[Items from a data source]
· · ·
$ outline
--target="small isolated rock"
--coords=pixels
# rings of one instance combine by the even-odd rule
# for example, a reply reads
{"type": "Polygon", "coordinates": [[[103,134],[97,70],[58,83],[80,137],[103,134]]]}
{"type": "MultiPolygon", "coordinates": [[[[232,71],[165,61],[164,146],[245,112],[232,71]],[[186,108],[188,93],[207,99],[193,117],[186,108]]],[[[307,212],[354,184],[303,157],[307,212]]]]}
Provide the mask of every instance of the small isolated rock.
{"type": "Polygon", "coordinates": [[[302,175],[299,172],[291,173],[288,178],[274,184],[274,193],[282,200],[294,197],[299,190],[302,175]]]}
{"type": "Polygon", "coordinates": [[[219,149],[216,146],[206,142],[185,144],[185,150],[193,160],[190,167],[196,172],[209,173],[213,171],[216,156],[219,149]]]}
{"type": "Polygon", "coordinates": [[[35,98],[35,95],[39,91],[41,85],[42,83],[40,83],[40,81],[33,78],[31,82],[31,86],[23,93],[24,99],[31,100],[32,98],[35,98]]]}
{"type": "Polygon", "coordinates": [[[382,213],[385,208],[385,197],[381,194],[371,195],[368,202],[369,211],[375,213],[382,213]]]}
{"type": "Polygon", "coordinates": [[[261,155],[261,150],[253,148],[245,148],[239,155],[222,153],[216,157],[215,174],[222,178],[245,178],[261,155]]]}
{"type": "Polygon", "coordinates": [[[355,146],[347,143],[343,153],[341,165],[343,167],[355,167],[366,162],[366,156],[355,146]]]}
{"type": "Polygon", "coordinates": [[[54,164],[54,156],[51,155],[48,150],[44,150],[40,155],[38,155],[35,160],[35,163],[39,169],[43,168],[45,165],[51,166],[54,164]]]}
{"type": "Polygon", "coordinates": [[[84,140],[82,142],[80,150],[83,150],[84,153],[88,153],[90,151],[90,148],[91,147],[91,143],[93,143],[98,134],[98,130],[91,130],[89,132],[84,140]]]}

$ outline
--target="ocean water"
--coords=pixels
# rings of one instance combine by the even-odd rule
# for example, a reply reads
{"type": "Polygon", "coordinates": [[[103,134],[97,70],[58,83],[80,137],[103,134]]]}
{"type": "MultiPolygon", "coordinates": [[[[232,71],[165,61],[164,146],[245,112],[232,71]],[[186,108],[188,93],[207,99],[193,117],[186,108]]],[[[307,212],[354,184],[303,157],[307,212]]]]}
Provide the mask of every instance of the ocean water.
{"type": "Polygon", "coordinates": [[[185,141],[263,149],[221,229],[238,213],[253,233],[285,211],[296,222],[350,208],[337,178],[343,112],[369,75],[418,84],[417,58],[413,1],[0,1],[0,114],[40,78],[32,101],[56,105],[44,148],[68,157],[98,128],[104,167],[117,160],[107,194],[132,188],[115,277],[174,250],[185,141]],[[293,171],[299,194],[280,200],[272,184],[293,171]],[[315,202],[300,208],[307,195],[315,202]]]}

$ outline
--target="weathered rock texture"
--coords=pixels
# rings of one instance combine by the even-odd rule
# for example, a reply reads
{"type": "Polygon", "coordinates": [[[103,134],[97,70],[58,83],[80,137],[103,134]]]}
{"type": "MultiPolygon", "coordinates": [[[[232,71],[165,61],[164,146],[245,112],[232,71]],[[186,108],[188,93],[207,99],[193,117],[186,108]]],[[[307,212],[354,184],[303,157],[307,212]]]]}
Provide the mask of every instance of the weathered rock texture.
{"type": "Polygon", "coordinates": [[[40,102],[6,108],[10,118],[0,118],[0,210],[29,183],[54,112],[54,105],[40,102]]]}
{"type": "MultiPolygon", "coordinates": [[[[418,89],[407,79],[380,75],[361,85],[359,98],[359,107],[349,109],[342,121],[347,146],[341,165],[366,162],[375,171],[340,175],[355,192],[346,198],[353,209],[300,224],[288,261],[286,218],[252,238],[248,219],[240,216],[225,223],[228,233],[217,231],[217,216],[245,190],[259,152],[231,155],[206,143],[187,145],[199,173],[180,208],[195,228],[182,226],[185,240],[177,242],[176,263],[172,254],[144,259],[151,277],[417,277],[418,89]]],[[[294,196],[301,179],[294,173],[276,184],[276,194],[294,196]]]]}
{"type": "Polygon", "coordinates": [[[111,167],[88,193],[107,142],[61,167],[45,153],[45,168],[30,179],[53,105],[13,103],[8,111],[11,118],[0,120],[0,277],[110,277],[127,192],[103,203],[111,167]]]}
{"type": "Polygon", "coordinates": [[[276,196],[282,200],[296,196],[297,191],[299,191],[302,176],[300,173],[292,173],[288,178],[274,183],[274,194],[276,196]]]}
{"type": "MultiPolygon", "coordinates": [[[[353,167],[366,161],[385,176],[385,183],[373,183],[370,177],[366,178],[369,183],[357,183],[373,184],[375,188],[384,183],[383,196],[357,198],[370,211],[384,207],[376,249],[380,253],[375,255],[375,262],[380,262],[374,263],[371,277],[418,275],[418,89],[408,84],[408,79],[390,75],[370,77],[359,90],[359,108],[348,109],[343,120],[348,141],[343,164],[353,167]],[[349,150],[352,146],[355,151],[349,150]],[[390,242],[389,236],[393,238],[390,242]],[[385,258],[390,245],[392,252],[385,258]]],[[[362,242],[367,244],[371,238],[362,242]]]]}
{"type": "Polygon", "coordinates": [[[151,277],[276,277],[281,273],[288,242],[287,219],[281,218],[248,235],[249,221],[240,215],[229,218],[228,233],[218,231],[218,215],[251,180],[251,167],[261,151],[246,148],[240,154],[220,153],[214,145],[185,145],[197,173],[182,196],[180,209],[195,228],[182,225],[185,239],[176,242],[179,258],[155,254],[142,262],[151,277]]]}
· · ·
Retype all of the items above line for line, with no changes at all.

$ outline
--target="small isolated rock"
--coords=pixels
# rings of one instance combine by the even-odd rule
# for example, a reply reads
{"type": "Polygon", "coordinates": [[[103,134],[97,70],[58,83],[80,137],[103,134]]]}
{"type": "MultiPolygon", "coordinates": [[[[232,71],[165,61],[164,146],[245,112],[232,71]],[[186,108],[188,93],[207,99],[193,117],[186,108]]],[[[307,212],[354,184],[303,157],[307,212]]]]}
Provide the mask of every instance of the small isolated rock.
{"type": "Polygon", "coordinates": [[[302,175],[299,172],[291,173],[288,178],[274,184],[274,193],[282,200],[294,197],[299,190],[302,175]]]}
{"type": "Polygon", "coordinates": [[[219,149],[216,146],[206,142],[185,144],[185,150],[193,160],[190,167],[196,172],[209,173],[213,171],[216,156],[219,149]]]}
{"type": "Polygon", "coordinates": [[[35,98],[35,95],[39,91],[41,85],[42,83],[40,83],[40,81],[33,78],[31,82],[31,86],[23,93],[24,99],[31,100],[32,98],[35,98]]]}
{"type": "Polygon", "coordinates": [[[382,213],[385,208],[385,197],[381,194],[371,195],[368,202],[369,211],[375,213],[382,213]]]}
{"type": "Polygon", "coordinates": [[[261,155],[261,150],[253,148],[245,148],[239,155],[222,153],[216,157],[215,174],[222,178],[245,178],[261,155]]]}
{"type": "Polygon", "coordinates": [[[355,146],[347,143],[343,153],[341,165],[343,167],[355,167],[366,162],[366,156],[355,146]]]}
{"type": "Polygon", "coordinates": [[[54,164],[54,156],[51,155],[48,150],[44,150],[40,155],[38,155],[35,160],[35,163],[39,169],[43,168],[45,165],[51,166],[54,164]]]}
{"type": "Polygon", "coordinates": [[[84,140],[82,142],[80,150],[83,150],[84,153],[88,153],[90,151],[90,148],[91,147],[91,143],[93,143],[98,134],[98,130],[91,130],[89,132],[84,140]]]}

$ outline
--target="ocean water"
--coords=pixels
# rings of one instance combine by the even-odd rule
# for example, a reply reads
{"type": "Polygon", "coordinates": [[[103,134],[97,70],[58,83],[80,137],[103,134]]]}
{"type": "MultiPolygon", "coordinates": [[[[232,71],[165,61],[164,146],[245,112],[232,71]],[[186,108],[188,93],[207,99],[193,117],[186,108]]],[[[307,212],[354,184],[303,157],[307,212]]]]}
Provide the mask of every instance of the ocean water.
{"type": "Polygon", "coordinates": [[[185,141],[263,149],[221,229],[238,213],[253,233],[285,211],[296,222],[350,208],[337,178],[343,112],[369,75],[418,84],[417,58],[413,1],[0,1],[0,114],[40,78],[32,101],[56,105],[44,148],[68,157],[98,128],[104,167],[117,160],[107,194],[132,188],[115,277],[174,250],[185,141]],[[293,171],[299,194],[280,200],[272,184],[293,171]],[[315,202],[300,208],[307,195],[315,202]]]}

$ outline
--target="weathered rock texture"
--coords=pixels
# rings of one instance combine by the even-odd rule
# for example, a reply reads
{"type": "Polygon", "coordinates": [[[103,134],[97,70],[58,83],[80,137],[103,134]]]}
{"type": "MultiPolygon", "coordinates": [[[[232,71],[165,61],[164,146],[245,112],[232,71]],[[186,108],[188,93],[207,99],[193,117],[186,108]]],[[[307,212],[354,184],[303,157],[307,212]]]]}
Provide the mask of every instance of the weathered rock texture.
{"type": "Polygon", "coordinates": [[[40,102],[6,108],[10,118],[0,118],[0,210],[29,183],[54,112],[54,105],[40,102]]]}
{"type": "MultiPolygon", "coordinates": [[[[418,89],[407,79],[380,75],[361,85],[359,98],[359,107],[349,109],[342,121],[347,146],[341,165],[366,162],[375,171],[340,175],[355,192],[346,198],[353,209],[300,224],[288,261],[286,218],[252,238],[248,219],[240,216],[225,223],[228,233],[217,231],[217,216],[245,190],[259,152],[231,155],[206,143],[187,145],[199,173],[180,208],[195,228],[182,226],[185,240],[177,242],[176,263],[172,254],[144,259],[151,277],[417,277],[418,89]]],[[[294,196],[301,179],[294,173],[276,184],[276,194],[294,196]]]]}
{"type": "Polygon", "coordinates": [[[111,167],[88,193],[107,142],[61,167],[45,153],[45,168],[30,179],[53,105],[13,103],[8,111],[11,118],[0,120],[0,277],[110,277],[127,192],[103,203],[111,167]]]}
{"type": "Polygon", "coordinates": [[[276,196],[282,200],[296,196],[297,191],[299,191],[302,176],[300,173],[292,173],[288,178],[274,183],[274,194],[276,196]]]}
{"type": "MultiPolygon", "coordinates": [[[[353,167],[366,161],[385,176],[385,183],[373,183],[370,177],[366,178],[369,183],[357,183],[373,184],[375,188],[384,183],[383,196],[357,198],[370,211],[384,207],[376,249],[380,253],[375,255],[375,262],[380,262],[374,263],[371,277],[418,275],[418,89],[408,84],[408,79],[390,75],[370,77],[359,90],[359,108],[348,109],[343,120],[348,141],[343,164],[353,167]],[[349,150],[352,146],[355,151],[349,150]],[[390,242],[389,236],[393,238],[390,242]],[[385,258],[390,245],[392,252],[385,258]]],[[[362,242],[367,244],[371,238],[362,242]]]]}
{"type": "Polygon", "coordinates": [[[151,277],[276,277],[281,273],[288,242],[287,219],[281,218],[248,235],[249,221],[240,215],[229,218],[228,233],[218,231],[218,215],[251,180],[251,167],[261,151],[246,148],[240,154],[220,153],[214,145],[185,145],[197,173],[182,196],[180,209],[195,228],[182,225],[185,239],[176,242],[179,258],[155,254],[142,262],[151,277]]]}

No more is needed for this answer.